### Text provided
◆ ◆ ◆ ◆ ◆

# Raining again



## oldroadman (21 Dec 2013)

It's that time of year...question, would you go out either for training or just to ride, in the current disgusting weather unless you were getting some kind of reward for it? Like paid, or having a very strong focus on early season races?
Just ask as I decided to stay indoors today, time to play in the garage with the turbo perhaps!


----------



## welsh dragon (21 Dec 2013)

No way. Turbo trainer for me.


----------



## Pro Tour Punditry (21 Dec 2013)

I'm just starting to think about getting out on my bike again after a few weeks of indoor training due to not having the time to go out and a little rest to recover from a cold that didn't shift. 
Weather does not really bother me, if you have the right kit then you'll be fine.


----------



## Roadrider48 (21 Dec 2013)

As above....the weather doesn't bother me either!


----------



## DCLane (21 Dec 2013)

I'm out whatever the weather, although the bike/distance/route alters slightly.


----------



## Steve H (22 Dec 2013)

It's raining this morning. Can't wait to get out! Easier when you've arranged to meet someone. May not have got out on my own


----------



## Fab Foodie (22 Dec 2013)

Steve H said:


> It's raining this morning. Can't wait to get out! Easier when you've arranged to meet someone. May not have got out on my own


Same here, though if nobody turns-up I may have a pootle on my own. It's getting out the door that's the hard bit, once you're going it's fine. Leave the Turbo-drudge for when you don't have time for anything longer.


----------



## VamP (22 Dec 2013)

I was out at 6 am today, slightly questioning my sanity in the biblical torrent. Did change the focus of my session from sprint intervals to threshold, couldn't see far ahead enough ondo sprints


----------



## 400bhp (22 Dec 2013)

Looking like turbo session tomorrow


----------

◆ ◆ ◆ ◆ ◆

### Excerpted data
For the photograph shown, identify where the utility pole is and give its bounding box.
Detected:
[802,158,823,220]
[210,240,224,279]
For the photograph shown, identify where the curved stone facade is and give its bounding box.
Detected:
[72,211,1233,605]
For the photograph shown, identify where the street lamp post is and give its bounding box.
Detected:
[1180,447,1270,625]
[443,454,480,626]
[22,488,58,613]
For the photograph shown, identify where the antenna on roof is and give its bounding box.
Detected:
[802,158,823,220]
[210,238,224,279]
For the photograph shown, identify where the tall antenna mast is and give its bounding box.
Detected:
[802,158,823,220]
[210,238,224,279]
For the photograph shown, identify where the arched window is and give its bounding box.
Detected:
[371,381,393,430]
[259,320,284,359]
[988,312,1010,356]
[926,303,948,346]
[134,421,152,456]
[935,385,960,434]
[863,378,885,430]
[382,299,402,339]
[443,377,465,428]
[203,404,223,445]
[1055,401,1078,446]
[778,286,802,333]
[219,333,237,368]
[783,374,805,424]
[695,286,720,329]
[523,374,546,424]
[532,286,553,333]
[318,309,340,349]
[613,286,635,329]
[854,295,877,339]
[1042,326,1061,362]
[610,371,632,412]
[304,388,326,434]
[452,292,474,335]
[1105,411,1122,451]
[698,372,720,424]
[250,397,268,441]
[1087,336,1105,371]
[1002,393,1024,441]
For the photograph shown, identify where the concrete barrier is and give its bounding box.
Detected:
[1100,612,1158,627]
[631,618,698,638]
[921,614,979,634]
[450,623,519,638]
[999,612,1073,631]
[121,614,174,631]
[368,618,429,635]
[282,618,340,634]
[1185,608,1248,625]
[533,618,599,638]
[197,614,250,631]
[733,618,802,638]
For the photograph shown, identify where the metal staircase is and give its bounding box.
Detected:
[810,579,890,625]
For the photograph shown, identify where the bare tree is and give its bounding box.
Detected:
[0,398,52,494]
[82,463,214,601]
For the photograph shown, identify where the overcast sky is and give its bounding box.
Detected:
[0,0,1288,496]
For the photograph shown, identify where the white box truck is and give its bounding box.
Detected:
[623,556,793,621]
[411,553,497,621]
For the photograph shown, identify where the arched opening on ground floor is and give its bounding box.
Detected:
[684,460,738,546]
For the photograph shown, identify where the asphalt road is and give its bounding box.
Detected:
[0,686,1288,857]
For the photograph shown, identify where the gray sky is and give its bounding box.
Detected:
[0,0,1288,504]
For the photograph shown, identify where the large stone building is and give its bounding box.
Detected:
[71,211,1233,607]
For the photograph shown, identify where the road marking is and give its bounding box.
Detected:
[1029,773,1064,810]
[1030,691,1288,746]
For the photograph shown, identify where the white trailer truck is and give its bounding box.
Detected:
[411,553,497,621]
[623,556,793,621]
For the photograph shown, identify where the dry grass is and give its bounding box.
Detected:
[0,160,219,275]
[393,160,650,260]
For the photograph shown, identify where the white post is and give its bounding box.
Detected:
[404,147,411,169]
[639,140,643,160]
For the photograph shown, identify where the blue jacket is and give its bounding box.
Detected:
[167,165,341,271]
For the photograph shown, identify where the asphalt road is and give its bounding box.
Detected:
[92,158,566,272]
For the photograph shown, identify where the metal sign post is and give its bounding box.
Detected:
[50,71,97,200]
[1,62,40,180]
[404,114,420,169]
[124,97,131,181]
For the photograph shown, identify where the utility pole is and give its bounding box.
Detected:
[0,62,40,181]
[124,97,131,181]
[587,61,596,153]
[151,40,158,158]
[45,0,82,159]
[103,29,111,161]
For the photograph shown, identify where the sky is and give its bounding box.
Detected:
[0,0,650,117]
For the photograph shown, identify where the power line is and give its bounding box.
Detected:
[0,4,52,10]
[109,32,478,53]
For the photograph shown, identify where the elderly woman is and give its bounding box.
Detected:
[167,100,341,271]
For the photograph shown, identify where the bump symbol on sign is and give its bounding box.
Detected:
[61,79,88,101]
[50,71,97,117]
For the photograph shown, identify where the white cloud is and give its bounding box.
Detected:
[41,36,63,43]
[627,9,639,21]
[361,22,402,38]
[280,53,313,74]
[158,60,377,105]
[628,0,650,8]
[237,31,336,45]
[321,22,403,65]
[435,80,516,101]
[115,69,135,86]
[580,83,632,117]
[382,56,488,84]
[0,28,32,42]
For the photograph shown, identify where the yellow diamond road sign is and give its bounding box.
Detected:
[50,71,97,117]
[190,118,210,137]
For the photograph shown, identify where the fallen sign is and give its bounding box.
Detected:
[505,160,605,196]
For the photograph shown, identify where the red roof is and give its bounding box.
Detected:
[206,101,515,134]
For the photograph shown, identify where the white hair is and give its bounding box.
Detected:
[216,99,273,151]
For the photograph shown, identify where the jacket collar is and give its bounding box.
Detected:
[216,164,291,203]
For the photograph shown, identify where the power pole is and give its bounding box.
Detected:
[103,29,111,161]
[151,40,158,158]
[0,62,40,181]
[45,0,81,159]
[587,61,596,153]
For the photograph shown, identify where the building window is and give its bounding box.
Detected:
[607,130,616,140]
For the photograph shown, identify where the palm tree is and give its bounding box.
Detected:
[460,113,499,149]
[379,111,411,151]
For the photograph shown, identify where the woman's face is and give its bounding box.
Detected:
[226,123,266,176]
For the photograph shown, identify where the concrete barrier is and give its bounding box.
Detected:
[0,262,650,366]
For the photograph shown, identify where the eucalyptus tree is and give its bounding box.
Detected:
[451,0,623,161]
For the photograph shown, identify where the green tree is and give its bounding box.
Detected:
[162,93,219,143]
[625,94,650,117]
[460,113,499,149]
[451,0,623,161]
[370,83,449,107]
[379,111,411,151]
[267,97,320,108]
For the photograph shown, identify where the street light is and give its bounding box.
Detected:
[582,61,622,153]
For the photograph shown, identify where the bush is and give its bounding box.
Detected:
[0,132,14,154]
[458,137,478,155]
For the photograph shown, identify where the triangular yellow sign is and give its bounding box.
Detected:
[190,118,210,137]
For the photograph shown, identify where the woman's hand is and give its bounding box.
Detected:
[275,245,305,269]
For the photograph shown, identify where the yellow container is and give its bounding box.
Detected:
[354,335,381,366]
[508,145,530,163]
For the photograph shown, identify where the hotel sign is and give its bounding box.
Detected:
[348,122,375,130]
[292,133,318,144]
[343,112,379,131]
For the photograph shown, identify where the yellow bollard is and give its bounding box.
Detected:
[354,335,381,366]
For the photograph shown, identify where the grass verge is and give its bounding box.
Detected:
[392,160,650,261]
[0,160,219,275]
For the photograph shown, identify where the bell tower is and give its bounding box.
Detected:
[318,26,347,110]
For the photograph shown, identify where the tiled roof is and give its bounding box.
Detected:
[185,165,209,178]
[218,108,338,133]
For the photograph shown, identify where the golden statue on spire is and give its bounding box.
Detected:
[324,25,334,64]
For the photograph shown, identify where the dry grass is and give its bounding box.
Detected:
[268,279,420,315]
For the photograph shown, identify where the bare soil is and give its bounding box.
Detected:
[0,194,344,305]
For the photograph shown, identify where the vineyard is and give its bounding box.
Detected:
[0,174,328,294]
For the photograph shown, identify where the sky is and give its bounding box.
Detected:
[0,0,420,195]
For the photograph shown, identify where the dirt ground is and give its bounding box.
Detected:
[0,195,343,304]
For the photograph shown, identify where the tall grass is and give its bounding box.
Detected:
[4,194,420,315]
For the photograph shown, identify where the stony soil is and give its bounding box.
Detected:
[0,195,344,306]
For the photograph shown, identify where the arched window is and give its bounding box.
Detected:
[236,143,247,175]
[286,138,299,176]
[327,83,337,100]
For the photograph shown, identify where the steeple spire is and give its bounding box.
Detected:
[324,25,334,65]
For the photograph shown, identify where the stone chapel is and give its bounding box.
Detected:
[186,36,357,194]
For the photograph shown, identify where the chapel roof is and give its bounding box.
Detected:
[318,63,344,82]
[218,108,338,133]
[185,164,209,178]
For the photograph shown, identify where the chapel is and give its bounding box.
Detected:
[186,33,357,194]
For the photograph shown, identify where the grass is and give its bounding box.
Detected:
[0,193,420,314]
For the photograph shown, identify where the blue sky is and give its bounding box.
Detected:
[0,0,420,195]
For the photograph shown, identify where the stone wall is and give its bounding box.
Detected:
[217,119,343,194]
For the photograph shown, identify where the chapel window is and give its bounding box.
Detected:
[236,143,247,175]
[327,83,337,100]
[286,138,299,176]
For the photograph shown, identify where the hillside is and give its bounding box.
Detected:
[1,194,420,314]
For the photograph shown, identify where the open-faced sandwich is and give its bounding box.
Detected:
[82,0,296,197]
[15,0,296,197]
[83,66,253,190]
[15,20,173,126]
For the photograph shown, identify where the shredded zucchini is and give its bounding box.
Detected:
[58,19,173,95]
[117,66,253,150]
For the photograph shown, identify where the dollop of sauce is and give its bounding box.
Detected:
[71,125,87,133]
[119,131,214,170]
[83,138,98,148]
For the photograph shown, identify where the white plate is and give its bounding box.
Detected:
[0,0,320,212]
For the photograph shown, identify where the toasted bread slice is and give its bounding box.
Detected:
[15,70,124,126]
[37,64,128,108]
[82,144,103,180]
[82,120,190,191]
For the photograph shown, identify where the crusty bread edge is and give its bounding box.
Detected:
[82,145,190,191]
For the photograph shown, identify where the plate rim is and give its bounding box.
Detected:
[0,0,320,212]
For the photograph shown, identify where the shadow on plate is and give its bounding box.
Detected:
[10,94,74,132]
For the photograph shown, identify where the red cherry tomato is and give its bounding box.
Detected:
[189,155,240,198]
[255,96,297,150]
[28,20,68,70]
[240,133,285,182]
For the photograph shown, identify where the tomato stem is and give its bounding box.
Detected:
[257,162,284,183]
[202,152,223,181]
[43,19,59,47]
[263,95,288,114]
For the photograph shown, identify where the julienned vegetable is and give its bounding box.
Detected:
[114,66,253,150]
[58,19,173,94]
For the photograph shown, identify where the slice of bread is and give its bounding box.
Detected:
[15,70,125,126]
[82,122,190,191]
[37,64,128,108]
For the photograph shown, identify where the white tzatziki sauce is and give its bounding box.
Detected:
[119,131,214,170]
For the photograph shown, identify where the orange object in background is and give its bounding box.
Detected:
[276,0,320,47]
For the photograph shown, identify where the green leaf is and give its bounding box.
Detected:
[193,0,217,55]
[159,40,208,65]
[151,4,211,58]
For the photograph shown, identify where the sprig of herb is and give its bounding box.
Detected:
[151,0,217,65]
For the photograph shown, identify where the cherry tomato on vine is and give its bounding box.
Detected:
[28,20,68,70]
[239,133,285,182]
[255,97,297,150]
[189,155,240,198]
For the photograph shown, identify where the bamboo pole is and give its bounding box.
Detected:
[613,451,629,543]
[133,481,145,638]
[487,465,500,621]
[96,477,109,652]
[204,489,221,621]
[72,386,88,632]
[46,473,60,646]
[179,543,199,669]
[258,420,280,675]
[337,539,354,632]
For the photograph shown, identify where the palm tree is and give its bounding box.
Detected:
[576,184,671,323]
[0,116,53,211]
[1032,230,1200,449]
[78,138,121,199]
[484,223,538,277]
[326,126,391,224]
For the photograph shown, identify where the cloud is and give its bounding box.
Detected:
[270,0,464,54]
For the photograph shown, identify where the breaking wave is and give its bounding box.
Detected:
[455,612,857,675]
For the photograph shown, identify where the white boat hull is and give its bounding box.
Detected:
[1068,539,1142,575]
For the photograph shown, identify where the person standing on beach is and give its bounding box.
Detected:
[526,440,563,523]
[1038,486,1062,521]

◆ ◆ ◆ ◆ ◆

### Tasks to complete
**A.** In the forum thread about riding in the rain, what did VamP switch the session from and to?
**B.** Extract everything from "## oldroadman (21" down to "dragon (21 Dec 2013)" in the forum thread about riding in the rain.

### Replies
**A.** VamP switched it from sprint intervals to threshold.

**B.**
## oldroadman (21 Dec 2013)

It's that time of year...question, would you go out either for training or just to ride, in the current disgusting weather unless you were getting some kind of reward for it? Like paid, or having a very strong focus on early season races?
Just ask as I decided to stay indoors today, time to play in the garage with the turbo perhaps!


----------



## welsh dragon (21 Dec 2013)